:: Source excerpt ::
[ckan-dev] test failures

Fri Feb 4 13:15:09 UTC 2011

On 4 February 2011 11:21, David Read <david.read at okfn.org> wrote:
> On 4 February 2011 10:40, Seb Bacon <seb.bacon at gmail.com> wrote:
>>
>> Hi,
>>
>> On 4 February 2011 09:04, David Read <david.read at okfn.org> wrote:
>> >
>> >
>> > On 3 February 2011 22:35, David Raznick <kindly at gmail.com> wrote:
>> >>
>> >>
>> >> On Thu, Feb 3, 2011 at 9:50 PM, David Read <david.read at okfn.org> wrote:
>> >>>
>> >>> Hi all,
>> >>>
>> >>> I've changed buildbot to run ckan tests twice now: firstly with sqlite
>> >>> and then again with postgres in the same buildbot script (I should
>> >>> split it
>> >>> into two tasks, but that is for another day). I've fixed a few
>> >>> problems with
>> >>> the tests under sqlite and they pass now, but there are still problems
>> >>> with
>> >>> tests in postgres.
>> >>> Seb changed lots of 'rebuild_db' statements to 'clean_db', which then
>> >>> requires 'init_db' at the start of the next test. So there are now
>> >>> 'init_db'
>> >>> statements at the start of a great many tests. Was there any reason
>> >>> for
>> >>> this?
>>
>> Yes, see below.  My intent was for them to be at the start of *all*
>> tests.  Clearly for whatever reason the fact they weren't was being
>> hidden by another bug.
>>
>> >> This may not be necessary any more with the fix we did the other day on
>> >> migrate.  However, the in memory sqlite database gets lost mysteriously
>> >> sometimes and its hard to figure out where.  That is why I thought the
>> >> init_dbs were there.
>> >
>> > These problems are with postgres in this case, and there is no mystery
>> > about
>> > losing the d.b. - we call clean_db!
>> > Note to Seb: Things were probably working in the past because the
>> > 'faster_db_hacks' config option wasn't being read properly, which David
>> > and
>> > I fixed last Friday, so the full init_db was happening even with
>> > postgres,
>> > whereas it's not now.
>>
>> Ah, I wondered about that, seeing as the tests all passed before.
>> Apologies -- at least now I know about the asbool converter :)  As
>> below, my intent was always that the database *should* be recreated
>> with each test.
>>
>> > Also the init_db parameter 'conditional' (BTW what a
>> > terrible name for a parameter...!) is not being used.
>>
>> It's not the best, no, but let's not start picking on each others'
>> individual variable name errors :)  It's an accidental artefact of an
>> earlier refactoring, just get rid of it...
>
> Ok, but it's used a few times and because the name gives no idea of the
> intention it's hard to know whether the init_db calls that use this param
> can be removed too. Hence my suggestion for a tidy up.
>
>>
>> > I think basically this
>> > all needs a bit of a review / tidy up to get it to make sense and work
>> > too.
>>
>> Either there's something I don't fundamentally get, or we are talking
>> cross purposes.  Let me try to untangle at least my own intent:
>
> Yes, that's what I'm after - thanks.
>
>>
>> >>> It seems a right faff to remember this - is there no better way?
>> >>> Indeed I
>> >>> believe the current test failures are caused by a test not having a
>> >>> init_db.

:: Exercise aim ::
Extend the mailing list thread about CKAN test failures, starting after its last line.

Image region labeling entries
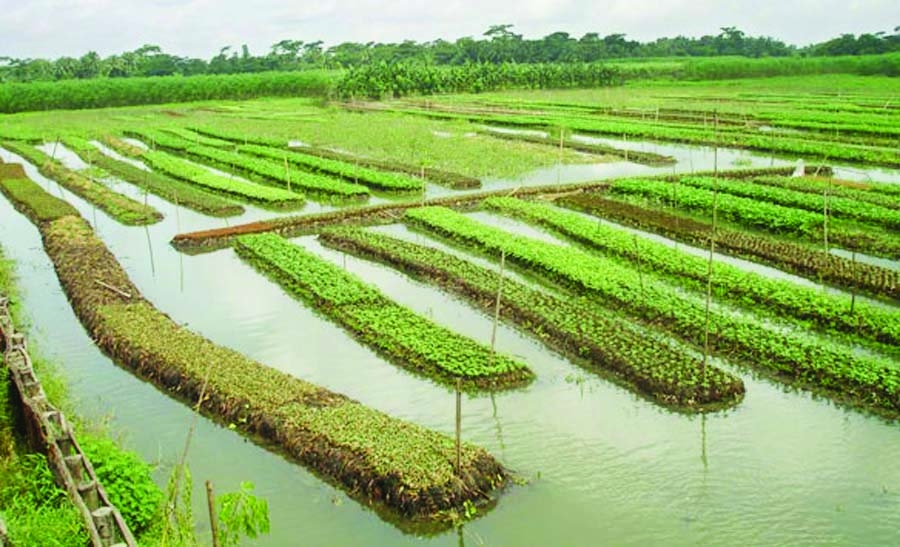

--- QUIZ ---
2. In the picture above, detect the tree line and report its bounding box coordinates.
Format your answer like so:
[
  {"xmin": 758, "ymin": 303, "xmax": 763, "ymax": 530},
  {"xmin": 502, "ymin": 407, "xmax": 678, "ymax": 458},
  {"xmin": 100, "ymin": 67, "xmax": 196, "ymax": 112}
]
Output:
[{"xmin": 0, "ymin": 24, "xmax": 900, "ymax": 82}]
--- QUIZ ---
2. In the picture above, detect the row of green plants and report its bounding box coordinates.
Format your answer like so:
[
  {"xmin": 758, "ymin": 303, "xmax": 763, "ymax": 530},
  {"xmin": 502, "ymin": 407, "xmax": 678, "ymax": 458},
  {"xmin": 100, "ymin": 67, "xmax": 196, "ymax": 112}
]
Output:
[
  {"xmin": 557, "ymin": 193, "xmax": 900, "ymax": 299},
  {"xmin": 335, "ymin": 63, "xmax": 621, "ymax": 100},
  {"xmin": 3, "ymin": 141, "xmax": 163, "ymax": 226},
  {"xmin": 678, "ymin": 177, "xmax": 900, "ymax": 229},
  {"xmin": 405, "ymin": 207, "xmax": 900, "ymax": 416},
  {"xmin": 238, "ymin": 144, "xmax": 425, "ymax": 192},
  {"xmin": 184, "ymin": 142, "xmax": 371, "ymax": 200},
  {"xmin": 163, "ymin": 126, "xmax": 234, "ymax": 148},
  {"xmin": 483, "ymin": 197, "xmax": 900, "ymax": 347},
  {"xmin": 61, "ymin": 137, "xmax": 244, "ymax": 217},
  {"xmin": 0, "ymin": 70, "xmax": 341, "ymax": 114},
  {"xmin": 0, "ymin": 242, "xmax": 90, "ymax": 547},
  {"xmin": 141, "ymin": 150, "xmax": 305, "ymax": 209},
  {"xmin": 483, "ymin": 131, "xmax": 675, "ymax": 166},
  {"xmin": 319, "ymin": 228, "xmax": 744, "ymax": 412},
  {"xmin": 0, "ymin": 172, "xmax": 509, "ymax": 520},
  {"xmin": 394, "ymin": 107, "xmax": 900, "ymax": 167},
  {"xmin": 609, "ymin": 179, "xmax": 824, "ymax": 235},
  {"xmin": 753, "ymin": 176, "xmax": 900, "ymax": 212},
  {"xmin": 609, "ymin": 177, "xmax": 900, "ymax": 259},
  {"xmin": 193, "ymin": 127, "xmax": 481, "ymax": 189},
  {"xmin": 474, "ymin": 94, "xmax": 900, "ymax": 146},
  {"xmin": 0, "ymin": 240, "xmax": 169, "ymax": 547},
  {"xmin": 235, "ymin": 234, "xmax": 534, "ymax": 389},
  {"xmin": 129, "ymin": 129, "xmax": 370, "ymax": 199}
]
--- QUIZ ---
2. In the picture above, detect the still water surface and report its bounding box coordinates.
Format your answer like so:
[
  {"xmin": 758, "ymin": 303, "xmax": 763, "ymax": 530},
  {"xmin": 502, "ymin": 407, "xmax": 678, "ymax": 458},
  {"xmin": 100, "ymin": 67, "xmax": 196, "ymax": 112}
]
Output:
[{"xmin": 0, "ymin": 143, "xmax": 900, "ymax": 545}]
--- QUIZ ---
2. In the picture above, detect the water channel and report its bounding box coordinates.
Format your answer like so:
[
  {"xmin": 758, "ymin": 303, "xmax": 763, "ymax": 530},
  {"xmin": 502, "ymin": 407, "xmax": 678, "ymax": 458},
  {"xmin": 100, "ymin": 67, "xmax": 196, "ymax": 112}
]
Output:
[{"xmin": 0, "ymin": 139, "xmax": 900, "ymax": 546}]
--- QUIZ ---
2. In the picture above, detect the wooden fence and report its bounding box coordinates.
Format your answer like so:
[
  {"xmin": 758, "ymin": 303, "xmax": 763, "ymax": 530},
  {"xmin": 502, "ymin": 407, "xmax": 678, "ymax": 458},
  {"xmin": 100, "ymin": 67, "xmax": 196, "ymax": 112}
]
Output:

:: Expected answer ::
>>
>> When refactoring the tests, I noticed that some called "clean_db" and
>> "init_db" and others didn't.  This was inconsistent.
>
> Looking at cset:c892749f74f0 (before you made changes) there were three
> calls to clean_db in the tests. In all occasions they are immediately
> followed by a create_db or a rebuild_db. So the tests *were* consistently
> expecting the tables to be created.

To be clear, when I say "some called clean_db and init_db" I included
rebuild_db in my meaning.

I should have said, "some needed to clear and recreate the fixtures,
but others assumed the fixtures already existed".

>> Most of the
>> tests assumed test fixtures had been set up,
>
> I don't believe that is true. All test classes assume the tables are empty.
> All over the place you see setup methods creating test data and teardowns
> deleting it. When the teardown is lazy, they call rebuild_db, which in the
> past was slower, but sure.

I've not got time to go back through all the changesets, but I don't
believe you're right.  There were several test classes that didn't
assume empty tables, but assumed VDM plus a sample User (what init_db
does) had been set up, but didn't have a call to init_db at the start.
 It wasn't always clear from looking at the tests which ones
definitely needed init_db, because so many of them are functional
tests which rely on package and vdm stuff deep in the call tree.

Some tests also set up and tore down their own specific fixtures *in
addition*, indeed.

>> but some had to assume they'd been set up but not reset.
>>
>> This state of affairs is much
>> *more* of a faff when trying to debug problems, than knowing that each
>> test is responsible for setting up the fixtures it needs to run.
>> Previously, some (but not all) of the tests had a dependency on some
>> of the others.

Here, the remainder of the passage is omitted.